[Point localization data]
Segment Open

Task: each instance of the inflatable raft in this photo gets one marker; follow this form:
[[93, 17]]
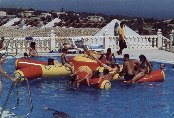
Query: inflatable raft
[[33, 69]]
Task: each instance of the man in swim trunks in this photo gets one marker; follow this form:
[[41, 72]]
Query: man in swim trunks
[[145, 67], [65, 61], [2, 60], [128, 68]]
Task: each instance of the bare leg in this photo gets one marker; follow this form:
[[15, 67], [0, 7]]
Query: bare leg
[[70, 67], [138, 76], [0, 87]]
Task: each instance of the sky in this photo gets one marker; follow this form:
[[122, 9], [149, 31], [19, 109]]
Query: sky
[[144, 8]]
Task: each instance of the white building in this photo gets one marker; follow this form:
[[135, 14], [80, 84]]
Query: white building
[[95, 18], [3, 13], [27, 13]]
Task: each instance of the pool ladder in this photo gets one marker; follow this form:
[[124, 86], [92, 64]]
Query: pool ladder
[[17, 99]]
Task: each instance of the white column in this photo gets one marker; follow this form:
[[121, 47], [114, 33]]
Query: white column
[[106, 40], [52, 37], [171, 38], [159, 34]]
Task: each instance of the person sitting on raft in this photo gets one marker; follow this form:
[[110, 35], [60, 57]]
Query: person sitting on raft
[[109, 56], [74, 80], [128, 69], [2, 60], [32, 50], [52, 61], [65, 61], [91, 53], [113, 68], [145, 67]]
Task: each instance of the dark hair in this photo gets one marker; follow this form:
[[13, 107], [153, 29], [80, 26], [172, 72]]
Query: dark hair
[[32, 45], [64, 50], [112, 65], [101, 56], [95, 74], [122, 23], [109, 50], [25, 54], [51, 61], [2, 38], [142, 57], [105, 71], [126, 56], [73, 79]]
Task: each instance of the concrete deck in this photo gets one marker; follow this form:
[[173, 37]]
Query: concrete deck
[[151, 54]]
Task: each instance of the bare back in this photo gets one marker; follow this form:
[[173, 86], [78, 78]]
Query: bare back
[[129, 67]]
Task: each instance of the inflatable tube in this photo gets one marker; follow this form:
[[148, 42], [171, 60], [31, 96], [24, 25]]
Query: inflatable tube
[[46, 71], [31, 72], [154, 76], [23, 63], [82, 60], [84, 71]]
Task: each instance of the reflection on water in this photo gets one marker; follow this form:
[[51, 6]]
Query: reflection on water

Segment Closed

▶ **Work request**:
A single figure is required: the number of lines in the entries above that include the word "water".

▶ **Result of the task**:
2